Exercise brief:
Only the text belongs in the copy. Transcribe the data exactly and drop any pictures.

Input data section start

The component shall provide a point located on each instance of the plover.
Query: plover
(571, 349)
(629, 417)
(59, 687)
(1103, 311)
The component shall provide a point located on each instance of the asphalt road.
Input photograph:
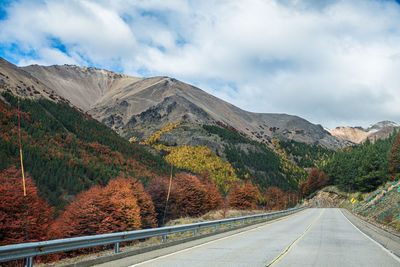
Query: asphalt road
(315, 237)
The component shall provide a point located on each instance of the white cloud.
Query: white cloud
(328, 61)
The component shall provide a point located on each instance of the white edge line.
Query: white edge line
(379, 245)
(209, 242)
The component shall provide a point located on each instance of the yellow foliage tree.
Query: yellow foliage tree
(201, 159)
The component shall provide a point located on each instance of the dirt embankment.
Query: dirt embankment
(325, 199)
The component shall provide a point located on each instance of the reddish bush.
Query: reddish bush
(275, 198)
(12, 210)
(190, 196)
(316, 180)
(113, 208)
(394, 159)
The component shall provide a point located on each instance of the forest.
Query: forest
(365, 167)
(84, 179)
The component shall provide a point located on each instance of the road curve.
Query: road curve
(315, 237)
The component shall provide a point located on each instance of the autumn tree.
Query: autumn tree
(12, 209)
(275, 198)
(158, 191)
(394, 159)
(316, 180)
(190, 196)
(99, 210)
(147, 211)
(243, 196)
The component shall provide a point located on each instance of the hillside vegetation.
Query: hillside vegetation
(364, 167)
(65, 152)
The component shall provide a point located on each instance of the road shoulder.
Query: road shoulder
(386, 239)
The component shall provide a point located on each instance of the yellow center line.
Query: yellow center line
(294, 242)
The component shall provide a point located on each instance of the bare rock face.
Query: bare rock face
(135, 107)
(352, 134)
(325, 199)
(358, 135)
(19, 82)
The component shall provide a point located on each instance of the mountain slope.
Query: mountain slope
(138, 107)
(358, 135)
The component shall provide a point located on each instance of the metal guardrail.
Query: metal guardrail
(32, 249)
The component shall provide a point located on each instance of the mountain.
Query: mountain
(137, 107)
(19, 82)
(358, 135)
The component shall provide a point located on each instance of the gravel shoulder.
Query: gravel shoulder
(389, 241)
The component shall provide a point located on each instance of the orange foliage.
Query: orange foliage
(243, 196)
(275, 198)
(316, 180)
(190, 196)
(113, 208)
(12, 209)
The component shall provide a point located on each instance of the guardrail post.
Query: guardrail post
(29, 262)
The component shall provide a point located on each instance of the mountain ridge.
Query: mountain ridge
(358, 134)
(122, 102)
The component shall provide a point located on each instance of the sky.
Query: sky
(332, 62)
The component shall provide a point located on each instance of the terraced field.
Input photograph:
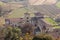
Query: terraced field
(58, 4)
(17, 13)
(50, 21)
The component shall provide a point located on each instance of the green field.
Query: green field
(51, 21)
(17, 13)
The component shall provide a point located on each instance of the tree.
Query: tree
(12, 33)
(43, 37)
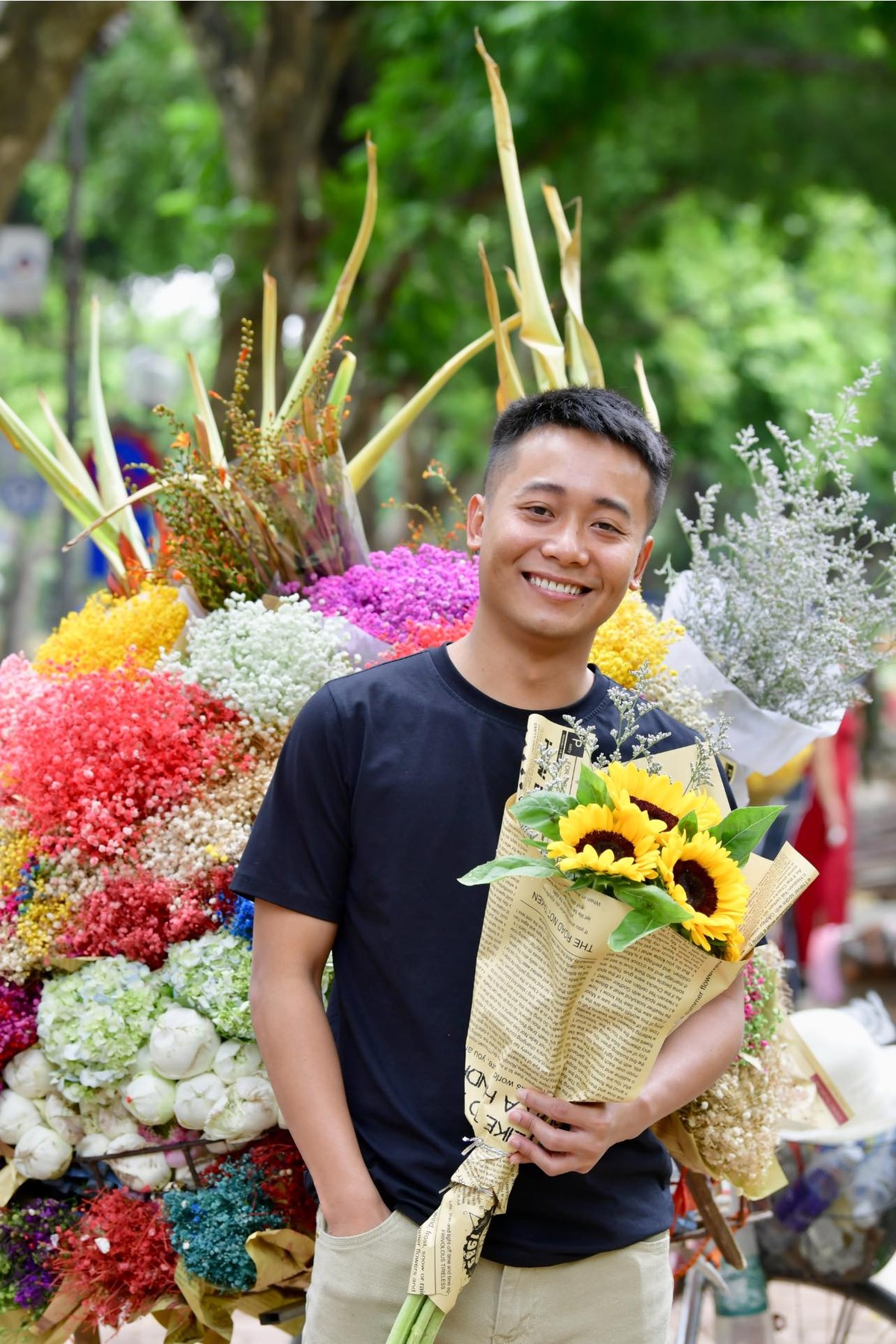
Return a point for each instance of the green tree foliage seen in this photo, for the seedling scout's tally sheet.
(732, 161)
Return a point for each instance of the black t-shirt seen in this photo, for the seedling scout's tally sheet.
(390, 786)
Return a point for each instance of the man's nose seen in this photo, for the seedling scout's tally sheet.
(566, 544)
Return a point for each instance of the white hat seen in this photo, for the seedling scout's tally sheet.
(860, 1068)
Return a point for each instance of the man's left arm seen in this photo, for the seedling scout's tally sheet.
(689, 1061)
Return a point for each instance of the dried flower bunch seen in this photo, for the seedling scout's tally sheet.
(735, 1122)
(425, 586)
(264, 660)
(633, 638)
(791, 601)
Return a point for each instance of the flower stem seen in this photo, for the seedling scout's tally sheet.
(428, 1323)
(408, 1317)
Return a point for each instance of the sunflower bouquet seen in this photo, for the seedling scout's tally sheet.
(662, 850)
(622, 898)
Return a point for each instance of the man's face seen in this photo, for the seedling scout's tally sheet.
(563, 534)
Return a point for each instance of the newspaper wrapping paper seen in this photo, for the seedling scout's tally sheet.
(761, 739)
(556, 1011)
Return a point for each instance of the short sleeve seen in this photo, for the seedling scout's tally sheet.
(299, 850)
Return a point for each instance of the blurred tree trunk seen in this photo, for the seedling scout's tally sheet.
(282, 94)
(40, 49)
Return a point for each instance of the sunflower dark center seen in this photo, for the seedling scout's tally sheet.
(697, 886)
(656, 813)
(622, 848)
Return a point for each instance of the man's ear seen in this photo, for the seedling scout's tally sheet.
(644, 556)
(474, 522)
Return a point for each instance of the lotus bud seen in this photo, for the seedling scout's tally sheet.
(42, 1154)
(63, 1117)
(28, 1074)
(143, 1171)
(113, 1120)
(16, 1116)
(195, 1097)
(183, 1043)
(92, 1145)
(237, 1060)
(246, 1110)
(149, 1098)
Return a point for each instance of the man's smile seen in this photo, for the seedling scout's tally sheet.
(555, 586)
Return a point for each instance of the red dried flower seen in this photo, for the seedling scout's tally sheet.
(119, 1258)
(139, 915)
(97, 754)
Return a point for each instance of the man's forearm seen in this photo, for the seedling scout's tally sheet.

Input data section end

Your solution:
The component shall provide a point located on each instance of the plover.
Query: plover
(571, 349)
(629, 417)
(59, 687)
(1103, 311)
The component shall provide a point located on each instance of the asphalt road.
Input photograph:
Query: asphalt road
(315, 237)
The component shall provide a point located on each instance of the white cloud.
Query: white cloud
(328, 61)
The component shall provide a point located on each instance of the white edge line.
Query: white edge line
(379, 245)
(209, 242)
The component shall provide a point located on each instance of the yellow foliage tree.
Query: yellow foliage tree
(201, 159)
The component shall provide a point located on each instance of the dirt embankment.
Query: dirt embankment
(325, 199)
The component shall provide a point located on each instance of the reddish bush.
Query: reddish bush
(275, 198)
(12, 210)
(190, 196)
(316, 180)
(113, 208)
(394, 159)
The component shall provide a point located on each instance of the forest.
Query: forest
(365, 167)
(84, 179)
The component shall provide a point located on each instance of the road curve.
Query: road curve
(315, 237)
The component shall provide a point located on each instance of the autumn tree.
Query: autumn tree
(12, 209)
(275, 198)
(158, 191)
(394, 159)
(316, 180)
(190, 196)
(99, 210)
(147, 211)
(243, 196)
The component shall provide a point located on each instance of the hillside vegetation.
Query: hillside vegetation
(364, 167)
(65, 152)
The component shall provide a point located on each instance of the road shoulder.
Query: road shoulder
(386, 239)
The component shall provide a point located on each instance of the yellow center line.
Query: yellow center line
(294, 242)
The component shall provide a point located on each instance of the bare rock face.
Query: bare rock face
(135, 107)
(352, 134)
(325, 199)
(358, 135)
(19, 82)
The component shall provide a point located on each instance of the mountain slope.
Query: mountain slope
(138, 107)
(358, 135)
The component shall provide a point located on each instance of the metal guardrail.
Query: metal guardrail
(32, 249)
The component shall provide a point located on each instance of the mountain.
Query: mountain
(137, 107)
(19, 82)
(358, 135)
The component shall provide a point located on each instance of the gravel shoulder.
Query: gravel shoulder
(389, 241)
The component shall provide a point located on each instance of the orange foliage.
Query: orange foliage
(243, 196)
(275, 198)
(316, 180)
(190, 196)
(113, 208)
(12, 209)
The component shall provide a point located on each instance of the guardrail post.
Query: guardrail post
(29, 262)
The component shall provide a point located on each instance of the mountain ridge.
Query: mountain ridge
(358, 134)
(122, 102)
The component shall provide a point located on each instance of the sky.
Query: sky
(332, 62)
The component shall provide a point located on each instance of the terraced field.
Input photograph:
Query: terraced field
(58, 4)
(17, 13)
(50, 21)
The component shall provide a point located on each instance of the green field.
Query: green field
(51, 21)
(17, 13)
The component shall provide a point located on each instance of the tree.
Query: tree
(12, 33)
(43, 37)
Return a point for each instance of the green tree foliage seen in this photo, for the seedling scout's tally sheet.
(732, 161)
Return a point for each instance of the black t-shirt seen in this photo, for the seedling scout's tally sheet.
(390, 786)
Return a point for each instance of the man's nose seen in this photo, for the seedling scout's tally sheet.
(566, 544)
Return a point for each instance of the white hat seen in this photo, for the seedling scout's tally sheet.
(860, 1068)
Return a point for each instance of the man's left arm seen in this photo, for the seedling scout's tally sheet.
(689, 1061)
Return a point for each instance of the dried flower bunch seen in this photo, for the seedling scout's tally sheet.
(735, 1122)
(425, 586)
(264, 660)
(633, 638)
(791, 601)
Return a point for each instance of the flower stem seen in this photo, for the seedling scout's tally sheet.
(428, 1323)
(408, 1317)
Return a point for each instance of the sunflower bouquet seen in this photo, for the seedling scout's tally sheet.
(662, 850)
(622, 898)
Return a point for each instance of the man's face seen in this photo, for the seedling scout's tally sheet.
(563, 534)
Return a point for each instance of the newspaper wrapping paper seen in this photo, for the seedling scout's tally sheet.
(761, 739)
(556, 1011)
Return a point for each instance of the short sleeve seen in this photo, for the seedling scout's tally sheet.
(299, 850)
Return a point for each instance of the blurred tree trunk seen in this photo, for the seedling scout's tally sheet.
(282, 94)
(40, 49)
Return a point for each instance of the sunflower dark center seen in this photo, for the seedling scout's tally sheet.
(697, 886)
(656, 813)
(622, 848)
Return a point for each instance of the man's ear seen in this photo, for the seedling scout's tally sheet.
(644, 556)
(474, 522)
Return a point for each instance of the lotus bud seen in this photo, for the seedling scout's tally sheet.
(42, 1154)
(63, 1117)
(28, 1074)
(143, 1171)
(113, 1120)
(16, 1116)
(195, 1097)
(183, 1043)
(92, 1145)
(237, 1060)
(246, 1110)
(149, 1098)
Return a point for each instance of the man's smile seen in this photo, for the seedling scout's tally sheet.
(555, 586)
Return a point for each instance of the red dried flower seen in this photo, for the seedling scout's tally sheet.
(119, 1258)
(139, 915)
(97, 754)
Return a point for each instance of the man's forearm seen in this photo, for the seedling scout's tally sheet.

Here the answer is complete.